Lay out the items below as a Markdown table with the columns Row and Item line, covering everything from the first line down to the line containing "[180,86,561,555]". Number each row and leave out any blank lines.

____________________

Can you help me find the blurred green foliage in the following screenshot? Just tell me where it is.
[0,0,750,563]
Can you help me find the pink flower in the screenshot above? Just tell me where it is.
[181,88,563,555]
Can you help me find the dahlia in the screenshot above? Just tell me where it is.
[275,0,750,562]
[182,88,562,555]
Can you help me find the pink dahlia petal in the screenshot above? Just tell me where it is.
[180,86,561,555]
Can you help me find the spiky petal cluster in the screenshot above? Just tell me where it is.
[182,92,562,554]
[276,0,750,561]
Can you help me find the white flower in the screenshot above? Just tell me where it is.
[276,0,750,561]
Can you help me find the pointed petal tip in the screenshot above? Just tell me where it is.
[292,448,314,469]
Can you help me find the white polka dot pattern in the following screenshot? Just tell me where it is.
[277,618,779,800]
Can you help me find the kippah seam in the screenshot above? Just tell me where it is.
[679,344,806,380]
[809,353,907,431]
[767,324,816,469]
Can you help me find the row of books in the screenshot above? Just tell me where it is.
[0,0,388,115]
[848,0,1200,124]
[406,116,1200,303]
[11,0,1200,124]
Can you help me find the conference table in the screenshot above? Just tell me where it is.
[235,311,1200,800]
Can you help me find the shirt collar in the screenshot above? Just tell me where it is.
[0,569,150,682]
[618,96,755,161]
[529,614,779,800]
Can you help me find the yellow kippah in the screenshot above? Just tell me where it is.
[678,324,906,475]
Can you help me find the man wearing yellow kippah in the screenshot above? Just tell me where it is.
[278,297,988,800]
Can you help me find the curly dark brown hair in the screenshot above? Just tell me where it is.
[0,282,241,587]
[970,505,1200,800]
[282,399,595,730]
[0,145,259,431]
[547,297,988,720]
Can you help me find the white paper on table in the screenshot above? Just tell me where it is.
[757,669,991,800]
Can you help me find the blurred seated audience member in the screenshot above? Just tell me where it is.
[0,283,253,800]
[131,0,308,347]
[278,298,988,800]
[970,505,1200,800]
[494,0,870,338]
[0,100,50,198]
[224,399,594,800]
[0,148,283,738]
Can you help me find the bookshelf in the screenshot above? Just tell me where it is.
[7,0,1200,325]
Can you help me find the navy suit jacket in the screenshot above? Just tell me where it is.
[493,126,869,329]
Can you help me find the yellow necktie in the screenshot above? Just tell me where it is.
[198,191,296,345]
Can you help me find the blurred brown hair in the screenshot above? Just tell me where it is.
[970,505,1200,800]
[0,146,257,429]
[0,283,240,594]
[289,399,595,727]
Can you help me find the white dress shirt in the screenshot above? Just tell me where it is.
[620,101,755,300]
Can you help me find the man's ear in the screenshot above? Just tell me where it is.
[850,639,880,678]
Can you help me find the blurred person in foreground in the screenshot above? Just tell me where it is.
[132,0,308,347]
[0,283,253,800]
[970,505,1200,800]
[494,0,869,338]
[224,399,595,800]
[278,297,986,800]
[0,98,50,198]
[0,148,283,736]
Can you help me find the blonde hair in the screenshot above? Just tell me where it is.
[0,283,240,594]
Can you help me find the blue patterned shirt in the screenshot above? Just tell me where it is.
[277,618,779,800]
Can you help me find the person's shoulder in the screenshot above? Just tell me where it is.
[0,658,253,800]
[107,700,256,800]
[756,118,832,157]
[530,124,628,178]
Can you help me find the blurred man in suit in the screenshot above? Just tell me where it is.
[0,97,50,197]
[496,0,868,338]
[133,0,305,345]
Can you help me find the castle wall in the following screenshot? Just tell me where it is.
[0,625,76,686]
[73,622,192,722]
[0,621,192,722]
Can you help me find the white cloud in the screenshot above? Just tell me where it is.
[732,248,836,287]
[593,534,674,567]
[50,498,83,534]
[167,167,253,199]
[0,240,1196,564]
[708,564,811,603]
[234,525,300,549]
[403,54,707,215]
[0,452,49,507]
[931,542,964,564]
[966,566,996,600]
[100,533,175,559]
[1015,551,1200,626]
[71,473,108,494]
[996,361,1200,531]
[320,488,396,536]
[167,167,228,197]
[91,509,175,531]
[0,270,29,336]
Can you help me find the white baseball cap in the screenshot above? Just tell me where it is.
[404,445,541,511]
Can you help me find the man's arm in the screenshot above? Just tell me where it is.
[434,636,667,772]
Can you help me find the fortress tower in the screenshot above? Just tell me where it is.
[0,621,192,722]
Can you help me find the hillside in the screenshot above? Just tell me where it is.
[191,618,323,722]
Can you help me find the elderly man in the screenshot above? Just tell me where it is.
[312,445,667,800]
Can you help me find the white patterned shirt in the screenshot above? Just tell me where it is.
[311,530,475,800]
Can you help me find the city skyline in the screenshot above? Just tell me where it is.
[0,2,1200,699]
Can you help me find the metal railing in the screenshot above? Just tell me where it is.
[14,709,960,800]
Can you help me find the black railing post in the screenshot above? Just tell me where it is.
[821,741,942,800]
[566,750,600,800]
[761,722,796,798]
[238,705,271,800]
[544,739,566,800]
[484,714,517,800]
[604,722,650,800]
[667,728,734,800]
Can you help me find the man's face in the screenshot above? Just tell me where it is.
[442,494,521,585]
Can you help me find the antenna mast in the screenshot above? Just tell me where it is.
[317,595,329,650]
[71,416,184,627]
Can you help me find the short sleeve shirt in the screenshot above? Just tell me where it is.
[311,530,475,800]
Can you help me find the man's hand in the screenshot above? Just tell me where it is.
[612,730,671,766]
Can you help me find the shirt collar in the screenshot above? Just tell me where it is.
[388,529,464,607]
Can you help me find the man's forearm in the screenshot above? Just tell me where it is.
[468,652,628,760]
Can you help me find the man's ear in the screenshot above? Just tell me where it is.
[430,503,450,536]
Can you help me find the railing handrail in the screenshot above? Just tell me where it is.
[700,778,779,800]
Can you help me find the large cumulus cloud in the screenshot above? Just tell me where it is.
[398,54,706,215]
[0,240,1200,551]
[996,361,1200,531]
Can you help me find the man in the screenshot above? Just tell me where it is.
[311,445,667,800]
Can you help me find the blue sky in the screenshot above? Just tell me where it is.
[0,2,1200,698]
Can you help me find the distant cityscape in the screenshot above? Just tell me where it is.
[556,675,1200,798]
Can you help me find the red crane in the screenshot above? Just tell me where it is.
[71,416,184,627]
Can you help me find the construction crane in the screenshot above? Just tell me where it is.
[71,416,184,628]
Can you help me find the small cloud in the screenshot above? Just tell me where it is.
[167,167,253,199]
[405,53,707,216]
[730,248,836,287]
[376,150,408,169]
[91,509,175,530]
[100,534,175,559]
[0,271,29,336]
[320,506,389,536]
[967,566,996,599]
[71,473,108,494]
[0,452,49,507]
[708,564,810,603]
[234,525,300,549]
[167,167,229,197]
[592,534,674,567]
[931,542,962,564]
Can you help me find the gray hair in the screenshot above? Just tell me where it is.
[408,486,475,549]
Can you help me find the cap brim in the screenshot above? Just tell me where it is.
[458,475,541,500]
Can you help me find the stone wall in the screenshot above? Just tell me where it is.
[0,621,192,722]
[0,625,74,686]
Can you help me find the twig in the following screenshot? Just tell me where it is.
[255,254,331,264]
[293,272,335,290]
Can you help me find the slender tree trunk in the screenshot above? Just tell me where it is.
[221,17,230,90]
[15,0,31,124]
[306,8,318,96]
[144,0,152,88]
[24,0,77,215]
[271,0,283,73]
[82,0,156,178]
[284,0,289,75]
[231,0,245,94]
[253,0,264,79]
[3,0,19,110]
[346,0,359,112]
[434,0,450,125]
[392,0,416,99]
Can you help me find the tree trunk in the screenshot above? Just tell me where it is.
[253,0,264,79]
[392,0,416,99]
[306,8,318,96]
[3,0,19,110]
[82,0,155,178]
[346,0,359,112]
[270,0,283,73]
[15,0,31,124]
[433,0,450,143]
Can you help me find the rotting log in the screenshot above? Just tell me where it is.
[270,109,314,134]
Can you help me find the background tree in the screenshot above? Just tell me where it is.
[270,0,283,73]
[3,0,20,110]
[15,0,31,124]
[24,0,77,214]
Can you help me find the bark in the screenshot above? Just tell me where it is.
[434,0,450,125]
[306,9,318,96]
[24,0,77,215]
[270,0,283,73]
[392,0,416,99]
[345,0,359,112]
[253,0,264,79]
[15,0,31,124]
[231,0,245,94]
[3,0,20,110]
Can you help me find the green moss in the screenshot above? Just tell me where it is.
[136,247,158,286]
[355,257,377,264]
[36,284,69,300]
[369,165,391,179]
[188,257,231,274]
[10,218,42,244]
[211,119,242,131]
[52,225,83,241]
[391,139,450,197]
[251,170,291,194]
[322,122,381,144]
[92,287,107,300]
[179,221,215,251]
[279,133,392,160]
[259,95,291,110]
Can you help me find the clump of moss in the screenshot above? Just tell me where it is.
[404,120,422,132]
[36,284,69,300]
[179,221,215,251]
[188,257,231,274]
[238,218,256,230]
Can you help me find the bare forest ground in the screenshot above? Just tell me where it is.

____________________

→ **Written response**
| Row | Item line |
|---|---|
| 1 | Can you help me find the blurred green foliage in the following screenshot? Just tell me where it is. |
| 2 | [0,0,750,563] |
| 3 | Can you help me find the pink flower in the screenshot above? Just tell me where it is. |
| 4 | [181,88,563,555] |
| 5 | Can you help me find the dahlia in the screenshot above? Just tell me where it is. |
| 6 | [275,0,750,562] |
| 7 | [182,88,562,555] |
| 8 | Can you help me find the pink dahlia petal in the screenshot above? Just tell me where it is. |
| 9 | [180,86,561,555] |